**WHAT IS BEING ASKED:**
Continue the blog entries about spanking, picking up right after their final sentence.

**PAGE EXTRACT:**
What does the top get out of the interaction. For me it is about being able to give the bottom what they need. It should be an enjoyable, if painful, experience. It is fulfilling as a top to be able to do that. It is also a feeling of accomplishment to be able to have control over the implements that you use, being able to use them at different intensities to give the bottom the feeling that they are looking for. It is also a feeling of power given to you by the bottom.

Some bottoms will only ever bottom, some tops will only top and some of us will experience both sides with all the joys and pains found there in.

The punishment jar

I am always thinking of new reasons to get spanked....Hmm do I even need a reason...

I liked the idea of the punishment jar. I just used it a bit differently. I was playing a computer strategy game and a stone went in for each of my characters that died. There are three colors of stones: clear for hand, light colored for strap and dark colored for wood. The problem with the game is the armies were large and so I ended up with an overflowing jar 8)

I didn't pick the stones based on color I just grabbed them and put them in the jar without looking at the color (that was for fate to say). Since there ended up being several hundred stones in the jar by the time I was done I got the spankings over several days.

To decide what the penalty would be for the day I got to shake some of the stones out of the jar. If I was feeling brave, or feisty, it was more. The implements used were his choice based on the color of the stones. So it could be anything from a lightweight leather strap all the way up to the prison strap. The same was true of wood, it could be a lightweight paddle or big heavy paddle. It depended mostly on if I was being sassy or being well behaved.

I loved the anticipation and the resulting warm tingle in my bottom, but the during that was something else!

Why is it that I always seem to forget the extent of what the during feels like? The thing I remember is always the butterflies before and that warm contentment afterwards. I guess that explains why I am always looking for ways to get a spanking.

Friday, March 28, 2008

Want vs Need

When is a spanking needed and when is it just a want. There are the domestic discipline couples who it is a need when the discipline is due. Outside of that when is it just something that a spankee wants and when is it a need. Also what does that need/want entail.

What is it that a spankee wants out of a spanking? This varies from person to person. There are the people that want the ceremony of the spanking, the scenario so to say. The emotional anxiety of the scolding and maybe corner time to think about what is to come or what came before. Some people want/need the scenario, or the spanking is not full fulfilling/meaningful. For those people the scenario would be a need. For others it just adds to the atmosphere and then it would be a want. Some may only need the threat of a spanking and not actually the spanking itself.

As far as the spanking itself, when does a spanking become a need and not just a want. I would say that when the desire begins to invade everyday life, daydreams at work, while driving, or at inopportune moments. I would say then it is turning from a want to a need. When it starts interfering with your everyday life.
The there are the types of spanking. Is it a light spanking with the scenario/story that is needed, the feeling of not having control? Or is it the actual pain related to a more painful spanking, with or without the scenario.
For me it is the spanking itself. I need to feel like someone else is in control, even though if I want it to stop, it will stop. It is the feeling of the implement or hand connecting with that tender bottom flesh that takes my breath away. The sting that I always seem to be able to forget by the time the spanking comes (no matter how soon that may be). By the same token I need to feel safe and know the person who is doing the spanking to be able to get the same level of fulfillment from the spanking. Does that mean that spankings at parties aren't fun? No, those spanking just serve a different purpose.

**RECORDS SUPPLIED:**
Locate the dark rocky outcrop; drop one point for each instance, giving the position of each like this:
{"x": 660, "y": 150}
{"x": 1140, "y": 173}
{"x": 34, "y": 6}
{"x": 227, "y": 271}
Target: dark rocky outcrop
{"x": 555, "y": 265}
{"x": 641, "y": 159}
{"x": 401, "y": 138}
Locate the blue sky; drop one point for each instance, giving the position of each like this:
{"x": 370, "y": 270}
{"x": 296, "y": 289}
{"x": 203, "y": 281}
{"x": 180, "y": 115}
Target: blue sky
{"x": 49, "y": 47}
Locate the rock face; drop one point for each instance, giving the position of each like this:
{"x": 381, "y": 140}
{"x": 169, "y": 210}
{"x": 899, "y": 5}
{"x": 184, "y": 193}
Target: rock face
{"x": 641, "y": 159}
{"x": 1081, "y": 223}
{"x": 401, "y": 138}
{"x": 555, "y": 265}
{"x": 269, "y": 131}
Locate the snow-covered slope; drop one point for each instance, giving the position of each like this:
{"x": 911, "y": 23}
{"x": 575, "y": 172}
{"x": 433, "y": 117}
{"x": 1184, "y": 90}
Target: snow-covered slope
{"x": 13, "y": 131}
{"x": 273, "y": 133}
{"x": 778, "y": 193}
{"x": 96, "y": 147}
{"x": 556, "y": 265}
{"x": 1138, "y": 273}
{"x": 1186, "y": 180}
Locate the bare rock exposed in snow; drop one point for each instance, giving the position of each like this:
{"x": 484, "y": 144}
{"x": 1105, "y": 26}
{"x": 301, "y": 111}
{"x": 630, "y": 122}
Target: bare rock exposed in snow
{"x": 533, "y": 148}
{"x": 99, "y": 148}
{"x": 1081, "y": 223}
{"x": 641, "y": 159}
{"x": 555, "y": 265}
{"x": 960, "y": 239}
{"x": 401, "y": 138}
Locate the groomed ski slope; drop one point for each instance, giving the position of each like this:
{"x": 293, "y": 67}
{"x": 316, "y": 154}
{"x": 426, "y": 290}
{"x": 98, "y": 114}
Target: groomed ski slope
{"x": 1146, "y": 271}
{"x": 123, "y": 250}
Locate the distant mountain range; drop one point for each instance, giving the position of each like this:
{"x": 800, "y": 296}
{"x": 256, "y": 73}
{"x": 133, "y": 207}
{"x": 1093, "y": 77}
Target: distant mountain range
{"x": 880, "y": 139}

**RESPONSE TO THIS EXERCISE:**
Sunday, February 17, 2008

When to Switch

When in a relationship with a switch, how do you decide when to switch?

There are many methods for deciding when to swicth. I know people who swicth on specific days, people who decide spur of the moment by mood. Others who do it randomly by drawing cards. For me it seems to be a combination of random and semi scheduled. My favorite is a little red octopus massager that migrates from bedside table to bedside table. Whoever has it get's the spankings. This is something we use for fun. The person who is the spanker is the one who get's to move it. Since it seems that all true switches can't live without their spankings for very long t tends to migrate often. Now if it ends up anywhere else, then either of us is fair game for a spanking.

Spankings for both of us are a fun activity and not for discipline purposes. That however doesn't mean that the spankings cannot be a discipline scenerio. There are hard spankings and playful spankings. It seems I like the more stern toned spankings for home and the more relaxed one at parties. For me it is hard to get the same head space with someone I play with only rarely.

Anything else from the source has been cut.